AIM OF THE EXERCISE: In the passage on bladder stone surgery, what was found at the 19-month follow-up of the patient with the bladder diverticulum?

SELECTED PASSAGE:
++++++
These data may suggest that removal of the calculi intact potentially decreases the recurrence rate of the disease. Therefore, the percutaneous transvesical laparoendoscopic single-port approach seemed to be an attractive alternative in such patients.

With reference to patients treated in our study, those who underwent additional procedures at the same session may need to be taken into particular consideration. In a patient with a bladder diverticulum of 5 cm in diameter, over 30 calculi up to 16 mm in diameter were diagnosed. During the operation, all the smaller stones were removed first via the TriPort + , and the remaining concrements greater than 1 cm were removed after diverticulectomy. At the 19-month follow-up, no bladder diverticulum or stone were found. In a female patient, in whom a transverse incision of the right ureterocele was carried out to pull out a stone of 30 mm in diameter, neither vesicoureteral reflux nor infection were observed at the one-year follow-up. These two patients presented no obstructive symptoms and did not require surgical treatment of BOO.
++++++
SUPPLIED ENTRIES:
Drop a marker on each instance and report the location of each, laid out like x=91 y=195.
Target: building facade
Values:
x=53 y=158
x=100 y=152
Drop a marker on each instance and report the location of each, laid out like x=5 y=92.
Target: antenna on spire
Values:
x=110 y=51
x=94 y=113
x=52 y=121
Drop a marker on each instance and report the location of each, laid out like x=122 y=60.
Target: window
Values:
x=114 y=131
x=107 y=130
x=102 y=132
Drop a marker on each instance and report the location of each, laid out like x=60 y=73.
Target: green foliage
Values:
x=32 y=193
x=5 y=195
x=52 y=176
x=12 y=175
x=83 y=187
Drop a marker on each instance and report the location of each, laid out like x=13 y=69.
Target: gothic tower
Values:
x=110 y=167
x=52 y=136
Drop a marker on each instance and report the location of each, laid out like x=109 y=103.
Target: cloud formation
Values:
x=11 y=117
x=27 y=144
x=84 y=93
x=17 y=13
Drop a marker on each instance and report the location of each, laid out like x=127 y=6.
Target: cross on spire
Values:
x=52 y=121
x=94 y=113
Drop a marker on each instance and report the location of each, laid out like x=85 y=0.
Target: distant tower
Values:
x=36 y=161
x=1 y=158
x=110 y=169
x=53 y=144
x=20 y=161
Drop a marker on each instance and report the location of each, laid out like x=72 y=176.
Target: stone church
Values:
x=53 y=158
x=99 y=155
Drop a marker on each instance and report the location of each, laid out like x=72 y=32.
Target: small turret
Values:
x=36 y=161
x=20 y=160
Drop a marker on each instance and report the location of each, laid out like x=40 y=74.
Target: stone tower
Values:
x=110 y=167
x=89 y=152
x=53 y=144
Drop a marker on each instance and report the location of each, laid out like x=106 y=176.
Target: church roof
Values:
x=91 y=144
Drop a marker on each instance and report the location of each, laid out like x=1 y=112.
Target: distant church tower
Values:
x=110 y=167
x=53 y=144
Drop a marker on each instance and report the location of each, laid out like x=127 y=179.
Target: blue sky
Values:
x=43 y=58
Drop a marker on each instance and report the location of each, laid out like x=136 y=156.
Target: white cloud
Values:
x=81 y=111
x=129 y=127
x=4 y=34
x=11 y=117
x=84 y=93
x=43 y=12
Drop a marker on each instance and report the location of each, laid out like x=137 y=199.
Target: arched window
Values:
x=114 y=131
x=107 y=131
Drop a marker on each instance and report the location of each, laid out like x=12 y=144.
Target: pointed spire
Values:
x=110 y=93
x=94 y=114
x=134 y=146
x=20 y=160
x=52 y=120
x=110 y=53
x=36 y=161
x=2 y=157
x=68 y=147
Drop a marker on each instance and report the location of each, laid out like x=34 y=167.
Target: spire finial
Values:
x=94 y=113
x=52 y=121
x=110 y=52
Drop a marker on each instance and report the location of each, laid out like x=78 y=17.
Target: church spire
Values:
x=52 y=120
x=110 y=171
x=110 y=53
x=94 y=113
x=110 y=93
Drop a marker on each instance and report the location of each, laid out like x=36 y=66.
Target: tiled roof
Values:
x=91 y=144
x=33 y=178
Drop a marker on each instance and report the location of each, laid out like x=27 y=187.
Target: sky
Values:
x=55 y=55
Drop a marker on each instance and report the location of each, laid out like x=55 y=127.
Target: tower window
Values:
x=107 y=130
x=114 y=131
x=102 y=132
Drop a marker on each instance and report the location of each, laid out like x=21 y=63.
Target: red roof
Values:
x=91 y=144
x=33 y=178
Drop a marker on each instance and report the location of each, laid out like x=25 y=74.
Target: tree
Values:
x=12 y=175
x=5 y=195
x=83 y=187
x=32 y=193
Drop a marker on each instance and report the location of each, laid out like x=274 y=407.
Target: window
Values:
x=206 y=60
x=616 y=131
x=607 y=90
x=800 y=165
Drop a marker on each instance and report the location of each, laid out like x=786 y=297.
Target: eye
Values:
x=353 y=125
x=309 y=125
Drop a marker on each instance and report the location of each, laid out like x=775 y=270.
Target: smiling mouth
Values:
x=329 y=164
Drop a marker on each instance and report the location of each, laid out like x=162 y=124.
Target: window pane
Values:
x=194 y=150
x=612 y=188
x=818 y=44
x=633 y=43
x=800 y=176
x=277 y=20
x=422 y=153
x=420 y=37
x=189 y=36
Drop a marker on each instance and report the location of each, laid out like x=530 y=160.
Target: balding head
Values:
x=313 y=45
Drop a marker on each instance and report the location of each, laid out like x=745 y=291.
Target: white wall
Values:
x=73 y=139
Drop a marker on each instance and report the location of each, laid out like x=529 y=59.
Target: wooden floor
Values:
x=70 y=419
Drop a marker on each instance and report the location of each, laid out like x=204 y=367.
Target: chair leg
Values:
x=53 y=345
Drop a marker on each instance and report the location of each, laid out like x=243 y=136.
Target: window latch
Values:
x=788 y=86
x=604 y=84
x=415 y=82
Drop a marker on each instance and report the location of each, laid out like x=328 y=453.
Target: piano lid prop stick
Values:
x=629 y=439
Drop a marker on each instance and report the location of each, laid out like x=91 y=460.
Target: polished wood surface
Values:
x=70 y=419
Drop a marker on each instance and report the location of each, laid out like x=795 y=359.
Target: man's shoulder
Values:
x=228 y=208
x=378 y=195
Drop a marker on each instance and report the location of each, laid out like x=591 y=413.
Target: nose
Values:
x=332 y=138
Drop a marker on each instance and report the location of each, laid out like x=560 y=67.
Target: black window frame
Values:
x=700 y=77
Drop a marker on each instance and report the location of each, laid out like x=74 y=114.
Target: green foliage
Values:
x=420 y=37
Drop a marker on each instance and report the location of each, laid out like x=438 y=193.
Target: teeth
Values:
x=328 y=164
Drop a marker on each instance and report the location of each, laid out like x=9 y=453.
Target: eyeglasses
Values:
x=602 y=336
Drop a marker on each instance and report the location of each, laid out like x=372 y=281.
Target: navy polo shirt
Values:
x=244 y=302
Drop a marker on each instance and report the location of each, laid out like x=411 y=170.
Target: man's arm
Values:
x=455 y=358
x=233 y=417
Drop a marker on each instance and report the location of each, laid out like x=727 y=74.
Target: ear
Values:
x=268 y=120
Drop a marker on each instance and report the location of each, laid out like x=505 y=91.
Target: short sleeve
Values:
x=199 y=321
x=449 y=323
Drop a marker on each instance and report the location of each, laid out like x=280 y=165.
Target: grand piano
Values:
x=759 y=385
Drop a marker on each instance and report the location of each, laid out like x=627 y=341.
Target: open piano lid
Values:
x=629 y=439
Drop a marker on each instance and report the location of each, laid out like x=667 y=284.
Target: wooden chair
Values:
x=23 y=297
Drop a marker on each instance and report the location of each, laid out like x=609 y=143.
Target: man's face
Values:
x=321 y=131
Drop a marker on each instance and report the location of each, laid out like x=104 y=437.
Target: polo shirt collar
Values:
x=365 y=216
++++++
ANSWER FOR THIS EXERCISE: No bladder diverticulum or stone was found.